> **The task**
Return the passage of the article about the rescued Chilean miner starting at "SANTIAGO – Mario" and ending at "must be imported.", copied word for word.

> **Selected passage**
SANTIAGO – Mario Gomez Heredia, the oldest of the 33 miners rescued in 2010 after being trapped for 70 days some 700 meters (2,300 feet) underground in northern Chile, now needs a constant oxygen supply to breathe due to advanced silicosis.
The 71-year-old Gomez remains at a clinic in Copiapo after being admitted 20 days ago with complications from a cold he contracted in April that became pneumonia, the Diario de Atacama newspaper reported Tuesday.
The veteran miner, who in recent years earned a living driving a taxi in Copiapo, needs two oxygen supply apparatuses, one fixed and the other portable, and the equipment must be imported.
Gomez told the newspaper he felt “imprisoned” in the clinic and begged that the equipment’s delivery be speeded up so he could return home.
“I’ll be oxygen-dependent for the rest of my life,” Gomez, who lives with his wife, said.
The retired miner’s wife, Lilianet Ramirez, waited for him over two months in 2010 at the camp around the San Jose copper mine, located near Copiapo, where the 33 men were trapped.
Gomez, who began working in the mines when he was 12, has been visited by some of his fellow survivors, including Luiz Urzua, who was the shift foreman when the mine collapsed, and Luis Reygadas, while others have phoned him.

(Data entries)
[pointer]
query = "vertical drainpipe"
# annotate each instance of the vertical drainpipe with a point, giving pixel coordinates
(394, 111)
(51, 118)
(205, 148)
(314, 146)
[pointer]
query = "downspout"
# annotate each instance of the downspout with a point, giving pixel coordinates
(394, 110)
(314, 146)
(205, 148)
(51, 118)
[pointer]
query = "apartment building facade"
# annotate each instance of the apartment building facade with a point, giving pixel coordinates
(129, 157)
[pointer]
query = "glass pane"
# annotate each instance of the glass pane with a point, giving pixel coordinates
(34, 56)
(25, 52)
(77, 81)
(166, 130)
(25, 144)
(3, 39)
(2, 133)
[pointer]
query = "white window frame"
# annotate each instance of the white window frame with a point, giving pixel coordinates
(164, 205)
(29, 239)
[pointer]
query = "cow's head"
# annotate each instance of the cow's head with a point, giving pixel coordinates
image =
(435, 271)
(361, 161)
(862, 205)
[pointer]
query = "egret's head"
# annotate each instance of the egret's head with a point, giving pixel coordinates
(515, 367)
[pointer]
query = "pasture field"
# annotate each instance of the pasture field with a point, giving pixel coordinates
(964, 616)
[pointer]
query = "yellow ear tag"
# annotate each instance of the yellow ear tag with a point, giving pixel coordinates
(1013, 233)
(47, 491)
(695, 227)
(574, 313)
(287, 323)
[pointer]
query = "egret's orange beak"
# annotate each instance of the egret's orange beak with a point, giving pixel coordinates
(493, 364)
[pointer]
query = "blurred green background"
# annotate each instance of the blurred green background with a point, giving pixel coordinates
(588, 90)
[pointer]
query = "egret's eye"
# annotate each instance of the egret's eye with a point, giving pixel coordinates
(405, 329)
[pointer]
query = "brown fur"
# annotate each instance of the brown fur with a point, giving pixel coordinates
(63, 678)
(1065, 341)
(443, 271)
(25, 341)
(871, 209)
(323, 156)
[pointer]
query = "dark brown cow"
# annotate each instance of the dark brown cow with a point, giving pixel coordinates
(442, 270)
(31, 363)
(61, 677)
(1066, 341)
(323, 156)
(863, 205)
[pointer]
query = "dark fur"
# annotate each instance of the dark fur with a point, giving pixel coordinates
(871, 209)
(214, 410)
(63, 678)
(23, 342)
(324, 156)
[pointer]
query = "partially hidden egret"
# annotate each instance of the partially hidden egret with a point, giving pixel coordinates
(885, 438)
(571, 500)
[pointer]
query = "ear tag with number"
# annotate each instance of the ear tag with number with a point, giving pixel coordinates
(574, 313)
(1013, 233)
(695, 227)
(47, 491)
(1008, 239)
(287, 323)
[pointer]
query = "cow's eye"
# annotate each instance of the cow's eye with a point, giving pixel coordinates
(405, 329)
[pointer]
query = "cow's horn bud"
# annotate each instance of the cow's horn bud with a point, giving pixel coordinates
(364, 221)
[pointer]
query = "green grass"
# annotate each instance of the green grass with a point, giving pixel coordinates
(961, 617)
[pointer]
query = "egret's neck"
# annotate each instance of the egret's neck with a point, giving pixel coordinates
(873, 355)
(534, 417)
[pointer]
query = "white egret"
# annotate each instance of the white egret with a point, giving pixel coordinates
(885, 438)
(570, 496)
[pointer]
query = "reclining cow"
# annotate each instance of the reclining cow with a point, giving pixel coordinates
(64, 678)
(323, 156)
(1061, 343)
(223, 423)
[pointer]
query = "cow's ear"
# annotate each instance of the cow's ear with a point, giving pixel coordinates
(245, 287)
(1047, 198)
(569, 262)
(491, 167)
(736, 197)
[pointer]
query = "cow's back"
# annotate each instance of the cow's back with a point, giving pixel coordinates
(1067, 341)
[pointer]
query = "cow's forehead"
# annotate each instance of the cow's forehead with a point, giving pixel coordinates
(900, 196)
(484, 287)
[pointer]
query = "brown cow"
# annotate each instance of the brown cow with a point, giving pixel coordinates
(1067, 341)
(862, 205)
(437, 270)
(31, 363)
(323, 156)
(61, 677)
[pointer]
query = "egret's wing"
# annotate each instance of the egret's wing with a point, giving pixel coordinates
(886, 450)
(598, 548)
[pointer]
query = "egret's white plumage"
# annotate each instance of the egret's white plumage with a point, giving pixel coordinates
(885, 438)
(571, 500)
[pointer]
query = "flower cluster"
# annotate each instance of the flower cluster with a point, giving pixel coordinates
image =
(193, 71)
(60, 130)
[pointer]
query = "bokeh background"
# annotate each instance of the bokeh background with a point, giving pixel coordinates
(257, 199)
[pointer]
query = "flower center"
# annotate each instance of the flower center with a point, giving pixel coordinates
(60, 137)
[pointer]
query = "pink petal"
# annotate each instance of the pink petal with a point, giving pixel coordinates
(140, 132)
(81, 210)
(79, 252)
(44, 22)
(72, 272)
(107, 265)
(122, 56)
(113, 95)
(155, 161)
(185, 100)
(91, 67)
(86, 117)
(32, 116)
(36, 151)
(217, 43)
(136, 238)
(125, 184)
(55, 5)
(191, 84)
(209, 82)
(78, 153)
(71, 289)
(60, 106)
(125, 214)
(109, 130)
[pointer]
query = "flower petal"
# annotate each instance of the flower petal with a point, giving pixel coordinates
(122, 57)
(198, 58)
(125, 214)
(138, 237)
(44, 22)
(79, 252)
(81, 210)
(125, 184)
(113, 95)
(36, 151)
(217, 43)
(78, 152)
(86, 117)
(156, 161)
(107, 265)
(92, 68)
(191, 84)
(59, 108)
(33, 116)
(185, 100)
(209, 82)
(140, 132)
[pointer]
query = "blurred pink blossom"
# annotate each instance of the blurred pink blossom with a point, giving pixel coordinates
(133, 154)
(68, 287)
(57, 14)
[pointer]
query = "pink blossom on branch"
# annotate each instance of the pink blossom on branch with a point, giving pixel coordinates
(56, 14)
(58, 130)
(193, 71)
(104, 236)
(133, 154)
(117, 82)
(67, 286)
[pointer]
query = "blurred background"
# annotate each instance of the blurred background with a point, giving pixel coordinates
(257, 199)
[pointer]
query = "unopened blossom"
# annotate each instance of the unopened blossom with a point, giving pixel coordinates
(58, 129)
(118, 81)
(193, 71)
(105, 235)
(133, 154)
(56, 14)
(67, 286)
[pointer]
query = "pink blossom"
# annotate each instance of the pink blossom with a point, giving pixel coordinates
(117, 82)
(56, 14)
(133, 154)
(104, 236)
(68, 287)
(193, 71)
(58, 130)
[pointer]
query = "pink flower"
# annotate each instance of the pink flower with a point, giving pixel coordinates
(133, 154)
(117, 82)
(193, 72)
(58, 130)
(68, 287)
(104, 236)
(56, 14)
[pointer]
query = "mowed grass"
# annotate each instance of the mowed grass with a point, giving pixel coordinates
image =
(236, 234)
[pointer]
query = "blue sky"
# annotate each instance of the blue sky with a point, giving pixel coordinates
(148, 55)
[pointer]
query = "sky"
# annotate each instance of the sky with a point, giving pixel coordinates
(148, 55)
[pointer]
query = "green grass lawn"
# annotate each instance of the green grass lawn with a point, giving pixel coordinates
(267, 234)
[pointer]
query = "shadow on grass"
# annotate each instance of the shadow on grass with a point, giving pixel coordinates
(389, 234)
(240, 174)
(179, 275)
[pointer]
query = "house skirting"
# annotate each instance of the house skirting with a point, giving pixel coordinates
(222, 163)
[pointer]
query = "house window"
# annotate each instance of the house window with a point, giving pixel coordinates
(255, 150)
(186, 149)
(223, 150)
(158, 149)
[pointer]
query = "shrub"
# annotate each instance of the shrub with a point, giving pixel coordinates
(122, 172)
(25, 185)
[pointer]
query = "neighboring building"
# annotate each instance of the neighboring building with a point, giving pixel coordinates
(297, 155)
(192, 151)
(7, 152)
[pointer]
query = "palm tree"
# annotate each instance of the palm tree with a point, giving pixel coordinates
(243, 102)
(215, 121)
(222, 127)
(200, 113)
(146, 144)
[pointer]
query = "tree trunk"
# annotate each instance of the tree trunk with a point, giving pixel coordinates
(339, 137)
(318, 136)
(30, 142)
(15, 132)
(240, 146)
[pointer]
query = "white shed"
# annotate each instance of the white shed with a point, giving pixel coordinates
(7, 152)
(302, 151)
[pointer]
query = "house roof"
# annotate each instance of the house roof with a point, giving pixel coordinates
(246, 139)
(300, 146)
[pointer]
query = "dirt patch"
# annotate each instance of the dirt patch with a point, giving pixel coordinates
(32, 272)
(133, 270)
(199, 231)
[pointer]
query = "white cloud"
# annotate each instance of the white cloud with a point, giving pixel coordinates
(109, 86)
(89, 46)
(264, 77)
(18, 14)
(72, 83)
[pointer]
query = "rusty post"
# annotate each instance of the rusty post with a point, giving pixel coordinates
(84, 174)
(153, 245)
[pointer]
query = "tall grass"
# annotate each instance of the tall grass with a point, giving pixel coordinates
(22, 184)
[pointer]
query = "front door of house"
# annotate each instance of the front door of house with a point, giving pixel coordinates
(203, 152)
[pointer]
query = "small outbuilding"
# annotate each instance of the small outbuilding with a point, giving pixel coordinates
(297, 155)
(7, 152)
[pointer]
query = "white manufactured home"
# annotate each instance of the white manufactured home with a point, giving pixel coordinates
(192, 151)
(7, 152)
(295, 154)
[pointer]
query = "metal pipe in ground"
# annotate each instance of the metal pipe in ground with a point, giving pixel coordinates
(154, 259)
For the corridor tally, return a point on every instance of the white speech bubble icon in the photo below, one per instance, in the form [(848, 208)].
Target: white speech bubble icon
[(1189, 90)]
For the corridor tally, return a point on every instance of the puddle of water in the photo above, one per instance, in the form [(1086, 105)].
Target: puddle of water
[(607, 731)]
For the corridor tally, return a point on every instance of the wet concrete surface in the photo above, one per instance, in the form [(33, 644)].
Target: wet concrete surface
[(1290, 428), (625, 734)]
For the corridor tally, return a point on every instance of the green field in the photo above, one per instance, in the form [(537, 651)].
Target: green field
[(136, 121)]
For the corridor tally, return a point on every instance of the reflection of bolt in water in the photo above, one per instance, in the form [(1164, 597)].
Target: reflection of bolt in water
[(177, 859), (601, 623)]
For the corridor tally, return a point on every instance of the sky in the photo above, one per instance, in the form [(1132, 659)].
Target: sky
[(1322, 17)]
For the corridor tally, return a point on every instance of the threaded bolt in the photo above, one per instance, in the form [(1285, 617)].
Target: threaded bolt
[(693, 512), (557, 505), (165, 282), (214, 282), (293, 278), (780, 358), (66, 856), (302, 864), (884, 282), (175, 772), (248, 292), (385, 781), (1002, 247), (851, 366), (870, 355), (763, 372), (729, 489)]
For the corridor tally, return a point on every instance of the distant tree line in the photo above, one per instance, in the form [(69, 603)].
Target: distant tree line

> **Answer section**
SANTIAGO – Mario Gomez Heredia, the oldest of the 33 miners rescued in 2010 after being trapped for 70 days some 700 meters (2,300 feet) underground in northern Chile, now needs a constant oxygen supply to breathe due to advanced silicosis.
The 71-year-old Gomez remains at a clinic in Copiapo after being admitted 20 days ago with complications from a cold he contracted in April that became pneumonia, the Diario de Atacama newspaper reported Tuesday.
The veteran miner, who in recent years earned a living driving a taxi in Copiapo, needs two oxygen supply apparatuses, one fixed and the other portable, and the equipment must be imported.